QUESTIONS =>
a – According to the article on water culture hydroponics, what keeps the submerged roots oxygenated?
b – Pick up the article on water culture hydroponics after its final paragraph and write what comes next.

Basic Water Culture System Hydroponic
Water culture systems may be rudimentary but there are still enormously popular among commercial and home growers. This is largely due to the simplicity involved and the fact that this is a rather cost-effective system to set up and maintain.
The concept behind a hydroponic system is straightforward. The plant is placed in a container above a reservoir that is filled with nutrient solution. The roots hang down, submerged in the solution. They remain oxygenated by the air bubbles that rise up through the nutrient solution.
What Does a Water Culture System Consist Of?
A water culture system can actually be constructed from a variety of materials and can even consist of items found around the house. There are several components to such a system:
First, there is a platform which consists of pots or baskets, where the plants are placed. These pots contain growing media as well as the upper portion of the plants. These pots are perforated so that the roots can poke through.
Below this, there is the reservoir. This is a container that holds the nutrient solution that the roots are submerged in. Inside the reservoir, there is an air stone. This is what helps to create the air bubbles that keep the roots oxygenated. In some instances, a soaker hose is used instead. The air stone is linked to a hose or air line that, in turn, connects to an aquarium air pump outside of the reservoir.

GIVEN ENTRIES =>
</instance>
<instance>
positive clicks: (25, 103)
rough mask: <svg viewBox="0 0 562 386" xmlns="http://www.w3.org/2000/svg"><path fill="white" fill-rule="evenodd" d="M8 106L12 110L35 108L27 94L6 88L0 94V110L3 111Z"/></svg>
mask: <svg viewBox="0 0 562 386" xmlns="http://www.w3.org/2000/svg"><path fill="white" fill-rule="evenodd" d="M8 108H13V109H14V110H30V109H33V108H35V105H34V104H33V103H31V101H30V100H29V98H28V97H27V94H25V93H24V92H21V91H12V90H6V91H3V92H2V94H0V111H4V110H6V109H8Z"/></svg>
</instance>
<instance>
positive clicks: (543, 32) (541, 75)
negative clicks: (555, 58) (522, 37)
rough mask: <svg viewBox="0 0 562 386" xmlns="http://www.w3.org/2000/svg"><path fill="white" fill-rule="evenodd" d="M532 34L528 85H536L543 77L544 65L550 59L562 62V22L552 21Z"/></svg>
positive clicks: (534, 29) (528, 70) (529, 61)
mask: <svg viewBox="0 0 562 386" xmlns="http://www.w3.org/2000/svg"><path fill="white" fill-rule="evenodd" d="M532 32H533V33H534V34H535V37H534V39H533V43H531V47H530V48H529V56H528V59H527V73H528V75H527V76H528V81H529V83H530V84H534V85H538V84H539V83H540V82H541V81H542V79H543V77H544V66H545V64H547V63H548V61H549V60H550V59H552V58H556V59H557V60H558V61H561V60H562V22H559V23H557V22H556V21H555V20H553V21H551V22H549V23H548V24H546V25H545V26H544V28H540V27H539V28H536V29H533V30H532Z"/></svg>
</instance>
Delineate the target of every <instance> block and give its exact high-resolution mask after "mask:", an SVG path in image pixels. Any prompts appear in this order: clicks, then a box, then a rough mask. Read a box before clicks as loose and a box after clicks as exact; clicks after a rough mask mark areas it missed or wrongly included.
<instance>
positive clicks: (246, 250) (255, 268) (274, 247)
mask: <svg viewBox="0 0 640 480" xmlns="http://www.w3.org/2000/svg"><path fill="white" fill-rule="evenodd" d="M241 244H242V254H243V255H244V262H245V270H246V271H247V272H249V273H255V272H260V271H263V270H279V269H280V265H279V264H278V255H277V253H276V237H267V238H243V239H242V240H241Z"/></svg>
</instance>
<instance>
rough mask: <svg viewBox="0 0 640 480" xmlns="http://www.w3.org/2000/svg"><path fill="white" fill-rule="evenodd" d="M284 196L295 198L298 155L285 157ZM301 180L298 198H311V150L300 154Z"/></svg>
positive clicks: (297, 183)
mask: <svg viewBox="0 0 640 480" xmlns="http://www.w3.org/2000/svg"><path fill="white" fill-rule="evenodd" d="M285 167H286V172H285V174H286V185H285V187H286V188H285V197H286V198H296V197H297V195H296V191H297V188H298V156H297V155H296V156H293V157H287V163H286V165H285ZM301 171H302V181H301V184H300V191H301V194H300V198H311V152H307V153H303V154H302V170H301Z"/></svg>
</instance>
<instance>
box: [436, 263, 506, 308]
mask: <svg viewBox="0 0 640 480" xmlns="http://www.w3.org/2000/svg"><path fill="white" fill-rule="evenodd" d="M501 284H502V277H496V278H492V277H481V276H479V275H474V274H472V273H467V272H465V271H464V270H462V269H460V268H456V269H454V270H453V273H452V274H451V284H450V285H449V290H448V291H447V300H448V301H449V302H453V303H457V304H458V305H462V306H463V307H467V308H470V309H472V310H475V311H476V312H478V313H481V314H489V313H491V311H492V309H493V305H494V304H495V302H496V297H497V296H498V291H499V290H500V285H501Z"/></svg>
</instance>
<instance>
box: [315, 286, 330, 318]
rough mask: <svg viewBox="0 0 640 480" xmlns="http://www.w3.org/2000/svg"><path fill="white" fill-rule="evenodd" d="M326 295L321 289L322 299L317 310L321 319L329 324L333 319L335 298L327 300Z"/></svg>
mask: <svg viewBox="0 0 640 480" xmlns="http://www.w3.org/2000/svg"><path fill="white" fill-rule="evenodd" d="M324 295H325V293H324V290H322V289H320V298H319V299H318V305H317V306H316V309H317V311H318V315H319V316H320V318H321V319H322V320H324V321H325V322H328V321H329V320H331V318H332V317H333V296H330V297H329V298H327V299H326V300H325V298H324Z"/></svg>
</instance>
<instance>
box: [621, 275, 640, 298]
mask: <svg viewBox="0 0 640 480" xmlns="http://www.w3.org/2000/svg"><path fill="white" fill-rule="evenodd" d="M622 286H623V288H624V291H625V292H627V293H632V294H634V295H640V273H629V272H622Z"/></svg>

OUTPUTS BY TASK =>
a – Air bubbles rising up through the nutrient solution keep the roots oxygenated.

b –
The Types of Aeration
As mentioned, one of the most important parts of a water culture system is to make sure that the water is aerated properly. This continuous supply of oxygen is what prevents the roots from suffocating when submerged in the water. There are a few ways that this can be managed within such a system:
One of the easiest ways to create aeration is to use air bubbles and is the system that has been outlined above. Here, the air pump is responsible for creating the air volume that is carried through the hose and to the air stones. In turn, the pores on the air stones cause the air bubbles to form. Soaker hoses can be used for better results as they are capable of creating even smaller air bubbles.
Another great way to ensure that the water is aerated is to rely on falling water. This tends to be a more popular option for commercial growers than home growers. This is because the water either needs to fall from a considerable height or there needs to be a significant volume of water for this method to prove useful. The sheer force created when the falling water hits the reservoir causes the water to become agitated and for a greater amount of dissolved oxygen to be made available.
Recirculating Water Culture System
With this technique, growers have the option of having several containers contained to a central reservoir. This setup relies upon a flood and drain mechanism. Here, each of the containers has their own overflow or drain tube that carries the nutrient solution back to the main reservoir. The containers also have their own fill line. The water moves into the container and if there is any excess, it moves out and into the central reservoir. With this system, an air pump helps to keep the water well aerated.
This is the basic setup of an average water culture system.